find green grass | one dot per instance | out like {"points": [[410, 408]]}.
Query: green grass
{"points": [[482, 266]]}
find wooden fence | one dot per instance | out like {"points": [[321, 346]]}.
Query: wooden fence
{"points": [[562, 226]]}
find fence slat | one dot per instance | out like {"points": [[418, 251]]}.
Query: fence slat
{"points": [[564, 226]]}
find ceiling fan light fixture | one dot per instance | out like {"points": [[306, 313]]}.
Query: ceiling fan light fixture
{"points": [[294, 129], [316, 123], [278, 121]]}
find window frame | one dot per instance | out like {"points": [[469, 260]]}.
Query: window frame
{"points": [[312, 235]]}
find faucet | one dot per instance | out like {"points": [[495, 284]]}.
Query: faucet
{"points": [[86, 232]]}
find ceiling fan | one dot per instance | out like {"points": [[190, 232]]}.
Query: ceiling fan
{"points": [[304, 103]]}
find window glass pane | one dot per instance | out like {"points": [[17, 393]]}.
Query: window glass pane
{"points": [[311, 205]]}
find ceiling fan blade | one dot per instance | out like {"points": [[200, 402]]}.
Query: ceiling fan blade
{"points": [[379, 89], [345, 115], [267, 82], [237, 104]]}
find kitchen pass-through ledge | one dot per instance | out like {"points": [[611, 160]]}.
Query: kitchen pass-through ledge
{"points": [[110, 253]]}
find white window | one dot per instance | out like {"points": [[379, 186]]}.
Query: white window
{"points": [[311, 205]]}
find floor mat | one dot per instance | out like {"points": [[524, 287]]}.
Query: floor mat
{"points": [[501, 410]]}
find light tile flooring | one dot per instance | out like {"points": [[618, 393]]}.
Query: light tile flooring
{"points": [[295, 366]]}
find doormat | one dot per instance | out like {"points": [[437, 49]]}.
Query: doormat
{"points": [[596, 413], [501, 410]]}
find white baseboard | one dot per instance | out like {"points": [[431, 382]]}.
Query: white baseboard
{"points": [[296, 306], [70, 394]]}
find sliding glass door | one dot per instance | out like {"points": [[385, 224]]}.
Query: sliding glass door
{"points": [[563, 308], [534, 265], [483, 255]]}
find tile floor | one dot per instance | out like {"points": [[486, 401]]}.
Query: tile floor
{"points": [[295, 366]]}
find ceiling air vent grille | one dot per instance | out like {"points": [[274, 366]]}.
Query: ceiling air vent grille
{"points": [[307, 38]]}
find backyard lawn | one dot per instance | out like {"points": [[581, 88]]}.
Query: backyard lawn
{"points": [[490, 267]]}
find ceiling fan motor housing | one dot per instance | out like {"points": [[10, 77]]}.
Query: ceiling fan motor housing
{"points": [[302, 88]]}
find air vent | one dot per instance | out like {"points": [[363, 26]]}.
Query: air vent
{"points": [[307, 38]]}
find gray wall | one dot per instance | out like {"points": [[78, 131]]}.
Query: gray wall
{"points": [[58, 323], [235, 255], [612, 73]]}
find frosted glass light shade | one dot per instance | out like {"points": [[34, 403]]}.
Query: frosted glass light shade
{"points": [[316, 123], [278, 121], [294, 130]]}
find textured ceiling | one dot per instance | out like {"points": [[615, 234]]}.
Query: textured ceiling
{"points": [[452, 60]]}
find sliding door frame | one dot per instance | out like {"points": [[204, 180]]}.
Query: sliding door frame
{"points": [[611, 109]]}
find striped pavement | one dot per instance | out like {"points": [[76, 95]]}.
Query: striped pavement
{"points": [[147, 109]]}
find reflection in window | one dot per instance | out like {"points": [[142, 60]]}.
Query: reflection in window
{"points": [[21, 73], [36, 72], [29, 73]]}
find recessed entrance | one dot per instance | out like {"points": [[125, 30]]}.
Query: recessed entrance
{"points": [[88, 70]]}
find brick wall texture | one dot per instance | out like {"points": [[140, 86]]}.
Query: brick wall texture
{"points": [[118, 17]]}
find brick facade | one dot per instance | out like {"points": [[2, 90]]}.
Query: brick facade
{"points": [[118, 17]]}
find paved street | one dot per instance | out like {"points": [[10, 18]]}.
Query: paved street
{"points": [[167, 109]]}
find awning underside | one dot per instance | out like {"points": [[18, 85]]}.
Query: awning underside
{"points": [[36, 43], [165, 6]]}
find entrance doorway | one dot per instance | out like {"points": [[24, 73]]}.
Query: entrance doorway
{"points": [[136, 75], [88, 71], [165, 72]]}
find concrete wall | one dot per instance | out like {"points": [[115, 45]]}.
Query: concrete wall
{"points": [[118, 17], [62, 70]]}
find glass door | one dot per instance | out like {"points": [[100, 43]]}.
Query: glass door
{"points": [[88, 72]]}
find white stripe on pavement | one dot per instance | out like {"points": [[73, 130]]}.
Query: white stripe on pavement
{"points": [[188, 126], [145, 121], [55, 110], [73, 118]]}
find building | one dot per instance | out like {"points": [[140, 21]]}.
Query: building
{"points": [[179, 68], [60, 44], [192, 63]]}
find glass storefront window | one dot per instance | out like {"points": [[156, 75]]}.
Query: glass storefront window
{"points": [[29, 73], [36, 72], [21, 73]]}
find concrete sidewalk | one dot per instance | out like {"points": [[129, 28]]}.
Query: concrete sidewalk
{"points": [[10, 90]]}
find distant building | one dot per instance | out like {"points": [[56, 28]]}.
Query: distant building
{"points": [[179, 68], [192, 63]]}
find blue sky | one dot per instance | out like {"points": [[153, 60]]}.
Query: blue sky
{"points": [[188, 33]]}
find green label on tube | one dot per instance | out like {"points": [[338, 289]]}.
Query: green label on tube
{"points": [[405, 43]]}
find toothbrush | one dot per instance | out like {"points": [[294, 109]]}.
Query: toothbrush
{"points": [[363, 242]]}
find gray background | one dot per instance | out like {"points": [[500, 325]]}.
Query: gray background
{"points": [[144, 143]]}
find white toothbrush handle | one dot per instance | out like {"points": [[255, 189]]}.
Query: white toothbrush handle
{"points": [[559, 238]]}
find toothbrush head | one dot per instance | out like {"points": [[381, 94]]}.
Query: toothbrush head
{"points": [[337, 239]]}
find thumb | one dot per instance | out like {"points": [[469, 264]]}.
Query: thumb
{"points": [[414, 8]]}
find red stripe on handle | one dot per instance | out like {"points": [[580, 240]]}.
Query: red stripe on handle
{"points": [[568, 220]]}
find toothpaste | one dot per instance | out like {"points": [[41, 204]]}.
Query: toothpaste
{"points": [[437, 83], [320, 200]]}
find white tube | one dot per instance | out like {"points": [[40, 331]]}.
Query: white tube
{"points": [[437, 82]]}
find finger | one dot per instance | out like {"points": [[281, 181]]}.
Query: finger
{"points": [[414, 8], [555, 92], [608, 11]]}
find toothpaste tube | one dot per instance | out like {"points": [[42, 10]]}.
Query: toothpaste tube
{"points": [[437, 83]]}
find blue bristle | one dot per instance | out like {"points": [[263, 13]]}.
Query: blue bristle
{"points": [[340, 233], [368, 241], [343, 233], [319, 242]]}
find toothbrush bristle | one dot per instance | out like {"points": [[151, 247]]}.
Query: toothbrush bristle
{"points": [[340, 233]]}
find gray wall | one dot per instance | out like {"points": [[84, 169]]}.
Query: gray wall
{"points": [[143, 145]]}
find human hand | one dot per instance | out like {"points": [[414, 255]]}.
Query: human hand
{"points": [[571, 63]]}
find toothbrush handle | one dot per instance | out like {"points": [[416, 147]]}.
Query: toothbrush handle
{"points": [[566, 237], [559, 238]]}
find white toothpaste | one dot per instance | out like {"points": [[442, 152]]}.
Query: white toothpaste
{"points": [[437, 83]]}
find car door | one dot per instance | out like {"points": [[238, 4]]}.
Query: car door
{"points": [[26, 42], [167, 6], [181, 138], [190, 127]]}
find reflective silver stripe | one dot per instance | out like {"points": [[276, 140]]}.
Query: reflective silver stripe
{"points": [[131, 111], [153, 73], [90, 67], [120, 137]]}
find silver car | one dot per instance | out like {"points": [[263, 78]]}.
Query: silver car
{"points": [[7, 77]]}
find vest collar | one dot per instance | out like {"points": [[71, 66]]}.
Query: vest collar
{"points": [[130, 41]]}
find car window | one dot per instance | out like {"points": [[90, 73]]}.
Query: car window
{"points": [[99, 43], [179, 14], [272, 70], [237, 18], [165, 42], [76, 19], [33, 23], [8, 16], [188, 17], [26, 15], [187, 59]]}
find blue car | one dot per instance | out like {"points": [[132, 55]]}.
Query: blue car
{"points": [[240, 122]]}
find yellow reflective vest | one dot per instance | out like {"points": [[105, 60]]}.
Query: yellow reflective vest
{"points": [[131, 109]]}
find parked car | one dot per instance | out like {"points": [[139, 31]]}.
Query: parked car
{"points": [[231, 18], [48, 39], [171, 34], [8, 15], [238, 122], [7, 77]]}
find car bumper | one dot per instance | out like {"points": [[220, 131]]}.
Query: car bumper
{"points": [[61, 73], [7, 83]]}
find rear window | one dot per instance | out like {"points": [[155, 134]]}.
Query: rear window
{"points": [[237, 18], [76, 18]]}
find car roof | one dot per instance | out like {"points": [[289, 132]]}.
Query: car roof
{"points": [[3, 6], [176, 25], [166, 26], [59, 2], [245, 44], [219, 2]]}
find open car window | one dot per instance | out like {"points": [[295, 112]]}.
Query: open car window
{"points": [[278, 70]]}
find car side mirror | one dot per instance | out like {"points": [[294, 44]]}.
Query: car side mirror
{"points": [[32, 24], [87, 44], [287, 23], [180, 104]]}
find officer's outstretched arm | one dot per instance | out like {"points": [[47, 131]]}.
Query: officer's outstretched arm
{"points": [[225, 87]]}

### TASK OBJECTIVE:
Repeat the data from the line containing "find silver car" through the end of the data, replacing "one dot per instance" with "a single point for each instance" and leaving everything else unchanged.

### RESULT OF THE EXERCISE:
find silver car | a single point for each instance | out like {"points": [[263, 78]]}.
Query: silver car
{"points": [[7, 77]]}
find vest collar | a single point for each instance | out like {"points": [[71, 66]]}.
Query: vest collar
{"points": [[130, 41]]}
find car window | a single point for each instance | out like {"points": [[90, 73]]}.
Query: car window
{"points": [[99, 43], [179, 14], [272, 70], [237, 18], [165, 42], [76, 19], [33, 23], [8, 16], [188, 17], [26, 15], [187, 59]]}
find blue car | a single point for each instance | out like {"points": [[132, 55]]}.
Query: blue car
{"points": [[240, 122]]}
find yellow reflective vest | a single point for each instance | out like {"points": [[105, 60]]}.
Query: yellow reflective vest
{"points": [[131, 109]]}
find parked car | a single point for each instance | out like {"points": [[139, 31]]}.
Query: parked car
{"points": [[231, 18], [48, 39], [171, 34], [8, 15], [238, 122], [7, 77]]}
find car bumper | a single point for each instance | out like {"points": [[220, 131]]}.
Query: car bumper
{"points": [[61, 73], [7, 83]]}
find rear window | a single point for each instance | out like {"points": [[155, 134]]}.
Query: rear window
{"points": [[237, 18], [76, 18]]}
find car roof | a single point for each instance | out like {"points": [[289, 132]]}.
Query: car roof
{"points": [[3, 6], [176, 25], [166, 26], [59, 2], [245, 44], [219, 2]]}
find open car window | a single point for each instance | out like {"points": [[295, 112]]}.
Query: open car window
{"points": [[278, 70]]}
find car side mirror | a single point for each instance | out like {"points": [[294, 44]]}.
Query: car side mirror
{"points": [[32, 24], [87, 44], [287, 23], [180, 104]]}
find officer's outstretched arm | a single point for each instance | out like {"points": [[47, 131]]}.
Query: officer's outstretched arm
{"points": [[225, 87]]}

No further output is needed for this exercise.